Actions to take:
1. According to the SYCL build thread, at which of the three listed times must the CUPTI library path be on PATH?
2. Write the next part of the SYCL build thread, following on from its last sentence.
-------- Quoted passage --------
E:\SYCL_TEST>simple-sycl-app-cuda.exe
started
data created
vals initialized
devices selected
GPU Device: NVIDIA GeForce GTX 1080 Ti
CPU Device: Intel(R) Core(TM) i7-6950X CPU @ 3.00GHz
queues created
gpu kernel execution complete
gpu success
cpu kernel execution complete
cpu success

matthewphilipdixon avatar Jun 26 '22 20:06 matthewphilipdixon

Hello, thanks for the report!

I've been looking into this, there was some issues in the clang driver for the Windows-Clang.cmake module to work properly:

  • https://github.com/intel/llvm/pull/6699

And a similar driver issue was breaking the Debug builds:

  • https://github.com/intel/llvm/pull/6721

And I've also tweaked configure.py so we also build lld-link on Windows from now on:

  • https://github.com/intel/llvm/pull/6701

I'll update this ticket again once all of these are merged but I believe they should address all the pain points you've ran into.

Also note the recently added Getting Started section with advice on using DPC++ with CMake:

  • https://intel.github.io/llvm-docs/GetStartedGuide.html#build-dpc-application-with-cmake

npmiller avatar Sep 08 '22 15:09 npmiller

Thanks @npmiller ! I'll test it out once I see all the commits.

matthewphilipdixon avatar Sep 08 '22 17:09 matthewphilipdixon

Quick update to say all the commits are now merged, so it should work with the latest

npmiller avatar Sep 26 '22 08:09 npmiller

I built from the latest but I still have the same issues with cmake. And for some reason, even building with clang directly gives me an executable that can't find my nvidia gpu. I don't see a sycl-ls in the output from building the compiler, am I missing something?

matthewphilipdixon avatar Nov 11 '22 16:11 matthewphilipdixon

Since then we've added support for cupti for the CUDA plugin, it's possible that the cupti libraries are not on your PATH, which would prevent the CUDA plugin from loading correctly.

Something like this should fix it:

set PATH=C:\Program Files\NVIDIA GPU Computing Toolkit\CUDA\v11.6\extras\CUPTI\lib64;%PATH%

Adjusted to account for where CUPTI is installed on your system.

npmiller avatar Nov 11 '22 16:11 npmiller

You are correct, that is not in my PATH. Of the following, which times is this needed in the PATH?:

  1. Building the compiler
  2. Using the compiler to target cuda in a build
  3. During runtime of an app that is built targeting cuda

matthewphilipdixon avatar Nov 11 '22 16:11 matthewphilipdixon

For 3, during the runtime (and also for running sycl-ls)

npmiller avatar Nov 11 '22 16:11 npmiller

That did the trick for the clang build. Thanks!
-------- Information shown --------
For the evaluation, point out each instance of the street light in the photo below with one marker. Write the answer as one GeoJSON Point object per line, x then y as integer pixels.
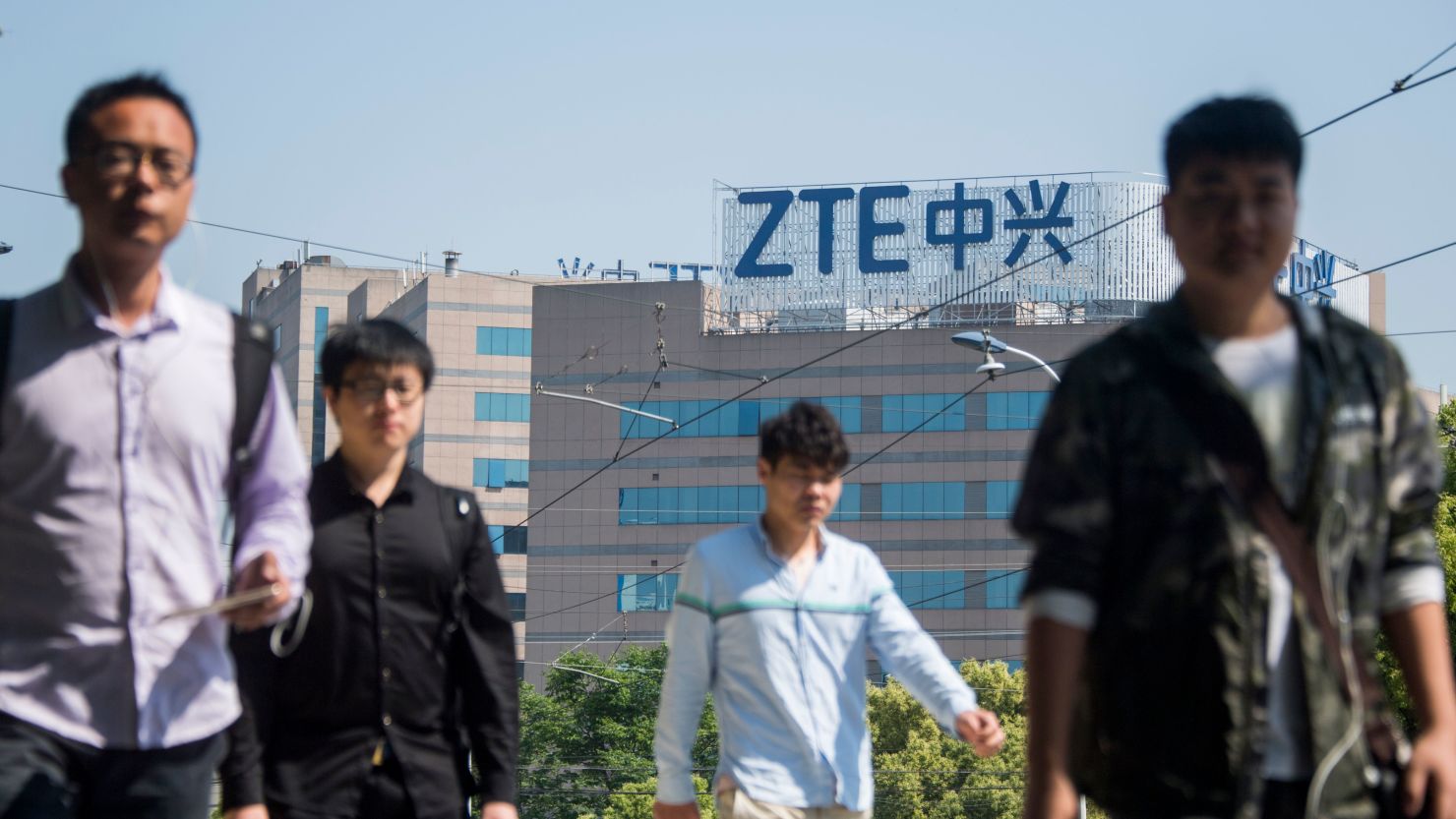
--------
Exercise answers:
1. During the runtime of an app built targeting CUDA, and also when running sycl-ls.

2.
When I use cmake, if I follow your example and use:

set(CMAKE_CXX_FLAGS "${CMAKE_CXX_FLAGS} -fsycl")

I get a good build, but it predictably fails to find a gpu device.

When I modify that to:

set(CMAKE_CXX_FLAGS "${CMAKE_CXX_FLAGS} -fsycl -fsycl-targets=nvptx64-nvidia-cuda,spir64_x86_64 -v")

It is still not able to find a gpu during runtime, and I'm seeing this error during linking:

D:\SYCLCompiler\llvm\build\bin\clang-offload-bundler.exe -type=o -input=CMakeFiles/simple-sycl-app-cuda.dir/simple-sycl-app.cc.obj -list clang++: warning: linked binaries do not contain expected 'nvptx64-nvidia-cuda' target; found targets: 'nvptx64-nvidia-cuda-sm_50, spir64_x86_64-unknown-unknown' [-Wsycl-target]

I do have the CUPTI path in my PATH for this as well.

Below is my full cmakelists.txt:

cmake_minimum_required(VERSION 3.21.0) set(CMAKE_CXX_COMPILER "clang++") set(CMAKE_CXX_FLAGS "${CMAKE_CXX_FLAGS} -fsycl -fsycl-targets=nvptx64-nvidia-cuda,spir64_x86_64 -v") project(simple-sycl-app-cuda LANGUAGES CXX) add_executable(simple-sycl-app-cuda simple-sycl-app.cc)

matthewphilipdixon avatar Nov 11 '22 17:11 matthewphilipdixon

That seems okay, the warning should be safe to ignore as well, it doesn't work properly with CUDA.

Does sycl-ls find the GPU with the %PATH% fixed?

You can also set SYCL_PI_TRACE to 1 to print a little more information on the plugin loading, it would be helpful to see if the CUDA pluging gets loaded properly:

set SYCL_PI_TRACE=1

When running the SYCL application.

And it might also be worth trying with just nvptx64-nvidia-cuda in the -fsycl-targets, multiple targets should work fine, but maybe there's an issue with that.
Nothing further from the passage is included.